* **PROBLEM STATEMENT**: Word for word, restate all of the entries.

* **STUDY MATERIAL**:

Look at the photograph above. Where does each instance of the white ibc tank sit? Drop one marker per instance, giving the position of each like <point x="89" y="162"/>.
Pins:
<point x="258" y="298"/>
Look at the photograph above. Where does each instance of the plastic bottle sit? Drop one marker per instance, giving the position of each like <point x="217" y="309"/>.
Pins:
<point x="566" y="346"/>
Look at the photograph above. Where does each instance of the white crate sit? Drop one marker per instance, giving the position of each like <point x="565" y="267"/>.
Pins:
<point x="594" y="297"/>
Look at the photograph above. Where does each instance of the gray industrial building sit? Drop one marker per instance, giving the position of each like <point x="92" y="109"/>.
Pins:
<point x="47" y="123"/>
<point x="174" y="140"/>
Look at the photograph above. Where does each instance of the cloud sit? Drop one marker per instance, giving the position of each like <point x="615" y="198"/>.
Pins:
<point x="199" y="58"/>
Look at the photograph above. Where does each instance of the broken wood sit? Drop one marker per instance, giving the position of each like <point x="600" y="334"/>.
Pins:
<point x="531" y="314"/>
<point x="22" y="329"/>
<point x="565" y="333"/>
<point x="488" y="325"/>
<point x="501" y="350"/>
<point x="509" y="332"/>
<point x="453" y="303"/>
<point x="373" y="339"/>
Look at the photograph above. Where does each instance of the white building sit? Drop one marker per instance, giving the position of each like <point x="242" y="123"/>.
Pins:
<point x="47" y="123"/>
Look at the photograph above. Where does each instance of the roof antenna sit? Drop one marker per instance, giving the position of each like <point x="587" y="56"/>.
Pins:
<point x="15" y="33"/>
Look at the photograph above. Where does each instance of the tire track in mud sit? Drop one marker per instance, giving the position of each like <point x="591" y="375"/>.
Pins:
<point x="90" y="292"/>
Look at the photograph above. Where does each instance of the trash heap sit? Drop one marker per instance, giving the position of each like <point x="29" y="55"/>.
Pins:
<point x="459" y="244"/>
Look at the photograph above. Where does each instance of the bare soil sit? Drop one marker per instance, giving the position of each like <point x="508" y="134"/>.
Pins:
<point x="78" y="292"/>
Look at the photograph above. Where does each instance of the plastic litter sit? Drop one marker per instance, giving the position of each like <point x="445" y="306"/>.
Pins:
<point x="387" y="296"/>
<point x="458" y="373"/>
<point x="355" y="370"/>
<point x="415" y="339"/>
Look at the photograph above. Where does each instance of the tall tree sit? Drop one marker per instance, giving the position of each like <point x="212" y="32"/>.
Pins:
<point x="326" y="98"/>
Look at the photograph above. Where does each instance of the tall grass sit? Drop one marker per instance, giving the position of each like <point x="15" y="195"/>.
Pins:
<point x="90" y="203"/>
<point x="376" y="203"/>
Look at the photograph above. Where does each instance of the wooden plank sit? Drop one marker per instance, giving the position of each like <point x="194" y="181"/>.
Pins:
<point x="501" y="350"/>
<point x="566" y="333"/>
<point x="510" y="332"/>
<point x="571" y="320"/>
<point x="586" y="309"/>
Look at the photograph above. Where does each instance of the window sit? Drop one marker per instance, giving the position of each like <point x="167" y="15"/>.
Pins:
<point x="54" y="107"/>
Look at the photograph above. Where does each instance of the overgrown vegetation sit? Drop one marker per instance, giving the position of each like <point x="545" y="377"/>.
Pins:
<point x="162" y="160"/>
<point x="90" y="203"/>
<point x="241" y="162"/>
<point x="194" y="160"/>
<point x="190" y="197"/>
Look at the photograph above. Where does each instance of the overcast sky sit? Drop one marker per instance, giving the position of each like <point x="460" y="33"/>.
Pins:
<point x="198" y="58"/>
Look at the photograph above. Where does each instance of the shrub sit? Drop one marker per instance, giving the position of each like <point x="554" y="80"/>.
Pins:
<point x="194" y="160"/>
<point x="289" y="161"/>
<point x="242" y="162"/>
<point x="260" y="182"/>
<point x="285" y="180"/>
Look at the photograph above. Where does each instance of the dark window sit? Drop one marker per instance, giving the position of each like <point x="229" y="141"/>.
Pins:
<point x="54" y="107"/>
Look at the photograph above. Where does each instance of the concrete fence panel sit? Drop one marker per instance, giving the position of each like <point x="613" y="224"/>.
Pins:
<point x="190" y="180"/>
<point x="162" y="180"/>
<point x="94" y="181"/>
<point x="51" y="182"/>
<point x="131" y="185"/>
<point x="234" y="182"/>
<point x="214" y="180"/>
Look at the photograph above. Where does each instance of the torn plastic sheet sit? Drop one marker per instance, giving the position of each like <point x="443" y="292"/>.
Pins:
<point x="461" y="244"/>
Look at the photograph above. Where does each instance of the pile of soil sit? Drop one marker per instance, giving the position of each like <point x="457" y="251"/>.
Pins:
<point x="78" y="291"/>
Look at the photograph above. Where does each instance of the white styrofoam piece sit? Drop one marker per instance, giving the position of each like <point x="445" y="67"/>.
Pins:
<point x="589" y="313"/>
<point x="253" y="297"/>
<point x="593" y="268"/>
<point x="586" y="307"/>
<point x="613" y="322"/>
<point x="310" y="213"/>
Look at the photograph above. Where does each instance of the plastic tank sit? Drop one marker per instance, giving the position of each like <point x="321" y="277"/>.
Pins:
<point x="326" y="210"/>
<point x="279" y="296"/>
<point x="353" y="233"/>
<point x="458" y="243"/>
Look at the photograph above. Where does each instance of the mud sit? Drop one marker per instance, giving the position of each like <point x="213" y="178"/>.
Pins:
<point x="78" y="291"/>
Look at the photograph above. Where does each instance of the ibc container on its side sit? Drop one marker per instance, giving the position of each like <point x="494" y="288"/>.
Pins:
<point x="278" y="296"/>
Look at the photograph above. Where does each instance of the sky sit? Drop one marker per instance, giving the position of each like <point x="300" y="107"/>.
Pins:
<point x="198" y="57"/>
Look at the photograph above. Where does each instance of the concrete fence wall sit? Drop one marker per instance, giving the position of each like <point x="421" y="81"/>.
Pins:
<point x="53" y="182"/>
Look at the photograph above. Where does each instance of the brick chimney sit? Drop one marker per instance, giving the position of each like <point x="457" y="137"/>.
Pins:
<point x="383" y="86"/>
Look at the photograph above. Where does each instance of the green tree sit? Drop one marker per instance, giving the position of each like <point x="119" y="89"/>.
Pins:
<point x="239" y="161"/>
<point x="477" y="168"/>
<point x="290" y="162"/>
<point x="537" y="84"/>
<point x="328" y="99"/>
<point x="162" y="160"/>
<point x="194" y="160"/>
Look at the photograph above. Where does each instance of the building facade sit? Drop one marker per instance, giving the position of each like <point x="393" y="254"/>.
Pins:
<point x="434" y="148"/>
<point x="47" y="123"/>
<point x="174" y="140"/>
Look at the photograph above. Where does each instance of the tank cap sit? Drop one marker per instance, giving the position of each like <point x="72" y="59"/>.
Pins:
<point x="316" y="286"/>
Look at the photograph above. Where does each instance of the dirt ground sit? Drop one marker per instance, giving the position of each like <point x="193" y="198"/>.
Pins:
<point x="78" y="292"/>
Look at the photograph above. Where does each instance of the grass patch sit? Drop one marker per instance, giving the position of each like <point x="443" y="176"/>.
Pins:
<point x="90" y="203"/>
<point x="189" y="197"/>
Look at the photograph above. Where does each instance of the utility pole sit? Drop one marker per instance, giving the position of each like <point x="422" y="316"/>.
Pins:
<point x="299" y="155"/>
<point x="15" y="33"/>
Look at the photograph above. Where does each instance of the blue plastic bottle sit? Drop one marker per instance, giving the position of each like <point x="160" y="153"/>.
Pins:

* **TASK RESPONSE**:
Look at the photograph above. Where does each instance of the white ibc tank sit? Drop one marker per instance, giving the position of each like <point x="89" y="162"/>.
Pins:
<point x="258" y="298"/>
Look at the photograph above. Where does each instance of the plastic bottle sit? Drop one marker per instance, giving the position of each like <point x="217" y="309"/>.
Pins:
<point x="566" y="346"/>
Look at the photograph above. Where does each instance of the white crate sit? Drop one marker per instance, giving the position of each like <point x="565" y="267"/>.
Pins:
<point x="594" y="297"/>
Look at the photograph above. Where does each instance of the gray industrial building sit? Drop one marker per instance, giving the position of each like <point x="92" y="109"/>.
Pins:
<point x="47" y="123"/>
<point x="174" y="140"/>
Look at the photograph above. Where does each instance of the cloud sit? Drop one marker per instance, giving the position of each like <point x="615" y="198"/>.
Pins:
<point x="199" y="58"/>
Look at the photograph above. Where does each instance of the broken wood sit? Drop one marker per instance, giving the position of each like <point x="600" y="334"/>.
Pins:
<point x="531" y="314"/>
<point x="22" y="329"/>
<point x="565" y="333"/>
<point x="488" y="325"/>
<point x="501" y="350"/>
<point x="509" y="332"/>
<point x="453" y="303"/>
<point x="373" y="339"/>
Look at the photograph above. Where does each instance of the white building sit? Drop one marker per instance, giving the position of each like <point x="242" y="123"/>.
Pins:
<point x="47" y="123"/>
Look at the photograph above. Where does each instance of the roof antenna sit? Drop one marker per instance, giving the position of each like <point x="587" y="56"/>.
Pins:
<point x="15" y="33"/>
Look at the photograph above. Where does each instance of the tire track in mud sit? Drop one marker per instance, giving the position of each like <point x="591" y="375"/>.
Pins:
<point x="90" y="292"/>
Look at the photograph above. Where does each instance of the trash heap sit? Drop one marker per instance, giving the position of each like <point x="29" y="55"/>.
Pins:
<point x="459" y="244"/>
Look at the photograph above. Where does each instance of the bare soil sit? Drop one marker per instance, giving the position of each like <point x="508" y="134"/>.
Pins:
<point x="78" y="292"/>
Look at the photograph above. Where does each instance of the plastic litter sit? Drop one marker per instance, giving the position of each like <point x="445" y="306"/>.
Pins:
<point x="387" y="296"/>
<point x="458" y="373"/>
<point x="355" y="370"/>
<point x="415" y="339"/>
Look at the photograph above. Where does each instance of the tall tree sit? Drop one marker per instance, giving the position of each like <point x="212" y="32"/>.
Pins:
<point x="326" y="98"/>
Look at the photograph above. Where does each instance of the tall grass sit? Drop one marker per instance, giving the position of each like <point x="15" y="195"/>.
Pins:
<point x="90" y="203"/>
<point x="376" y="203"/>
Look at the photograph above. Where does each instance of the wooden plank sit? Drop one marker per instance, giving the position of each like <point x="194" y="181"/>.
Pins:
<point x="501" y="350"/>
<point x="566" y="333"/>
<point x="510" y="332"/>
<point x="571" y="320"/>
<point x="586" y="309"/>
Look at the photograph above. Where does each instance of the window sit? Drop one marker per instance, giving the position of each like <point x="167" y="15"/>.
Pins:
<point x="54" y="107"/>
Look at the photograph above. Where does each instance of the overgrown vegetation sit? Drop one marker per instance, giving the position of each like <point x="545" y="377"/>.
Pins:
<point x="162" y="160"/>
<point x="90" y="203"/>
<point x="241" y="162"/>
<point x="194" y="160"/>
<point x="190" y="197"/>
Look at the photograph above. Where does each instance of the overcast sky sit? Drop one marker per instance, giving the position of each like <point x="460" y="33"/>.
Pins:
<point x="198" y="58"/>
Look at the photograph above. Where does each instance of the shrub sit? Drop one marker per instance, giving the position of each like <point x="554" y="80"/>.
Pins:
<point x="194" y="160"/>
<point x="289" y="161"/>
<point x="242" y="162"/>
<point x="260" y="182"/>
<point x="285" y="180"/>
Look at the photograph above. Where does each instance of the dark window sit? Drop one marker per instance, giving the position of each like <point x="229" y="141"/>.
Pins:
<point x="54" y="107"/>
Look at the photograph above. Where does each instance of the concrete fence panel sit? Drop one marker per instance, giving the position of each like <point x="613" y="224"/>.
Pins:
<point x="190" y="180"/>
<point x="162" y="180"/>
<point x="94" y="181"/>
<point x="51" y="182"/>
<point x="131" y="185"/>
<point x="234" y="182"/>
<point x="214" y="180"/>
Look at the photograph above. Where does each instance of the torn plastic sheet sit? Drop one marker per instance, giving the position of each like <point x="443" y="292"/>.
Pins:
<point x="461" y="244"/>
Look at the photograph above. Where does each instance of the pile of soil sit? Drop one marker per instance, giving the position of each like <point x="457" y="251"/>.
Pins:
<point x="78" y="291"/>
Look at the photograph above. Where does each instance of the white styrofoam piece sit? Drop one marker per instance, giving the position of each like <point x="445" y="67"/>.
Pins:
<point x="589" y="313"/>
<point x="253" y="297"/>
<point x="593" y="268"/>
<point x="586" y="307"/>
<point x="613" y="322"/>
<point x="310" y="213"/>
Look at the photograph above. Where does each instance of the plastic tank sit? Drop one marker per instance, giving the position of each like <point x="321" y="277"/>.
Pins:
<point x="326" y="210"/>
<point x="279" y="296"/>
<point x="353" y="233"/>
<point x="458" y="243"/>
Look at the photograph above. Where does each instance of the mud sit? Drop one marker per instance, giving the position of each like <point x="213" y="178"/>.
Pins:
<point x="78" y="291"/>
Look at the photograph above. Where does each instance of the ibc container on its side sit? Drop one marker per instance, giving the position of each like <point x="494" y="288"/>.
Pins:
<point x="278" y="296"/>
Look at the photograph above. Where does each instance of the sky sit? Drop one marker per instance, giving the position of each like <point x="300" y="107"/>.
Pins:
<point x="198" y="57"/>
Look at the photograph above. Where does each instance of the concrete fence wall sit? Drop one marker per instance, giving the position of each like <point x="421" y="81"/>.
Pins:
<point x="53" y="182"/>
Look at the photograph above. Where does each instance of the brick chimney sit? Drop one marker per instance, giving the position of each like <point x="457" y="137"/>.
Pins:
<point x="383" y="86"/>
Look at the photograph above. Where does each instance of the green tree sit? Drop one marker per instance, giving the position of each like <point x="119" y="89"/>.
Pins:
<point x="239" y="161"/>
<point x="477" y="168"/>
<point x="290" y="162"/>
<point x="537" y="84"/>
<point x="328" y="99"/>
<point x="162" y="160"/>
<point x="194" y="160"/>
Look at the photograph above. Where does each instance of the building facade sit? Drop one marker per instance, giving the position of each like <point x="393" y="254"/>.
Pins:
<point x="434" y="148"/>
<point x="47" y="123"/>
<point x="174" y="140"/>
Look at the photograph above. Where does each instance of the tank cap sit? Drop one marker per instance, giving the position of each like <point x="72" y="59"/>.
Pins:
<point x="316" y="286"/>
Look at the photograph above. Where does each instance of the dirt ground sit? Drop one marker per instance, giving the position of each like <point x="193" y="198"/>.
Pins:
<point x="78" y="292"/>
Look at the photograph above. Where does each instance of the grass patch sit? Drop one marker per instance, giving the position of each like <point x="443" y="176"/>.
Pins:
<point x="90" y="203"/>
<point x="189" y="197"/>
Look at the photograph above. Where does each instance of the utility pole sit? Drop one marker per instance, giving the position of each like <point x="422" y="316"/>.
Pins:
<point x="299" y="155"/>
<point x="15" y="33"/>
Look at the photograph above. Where does each instance of the blue plastic bottle sit? Drop one marker per instance, giving the position of each like <point x="160" y="153"/>.
Pins:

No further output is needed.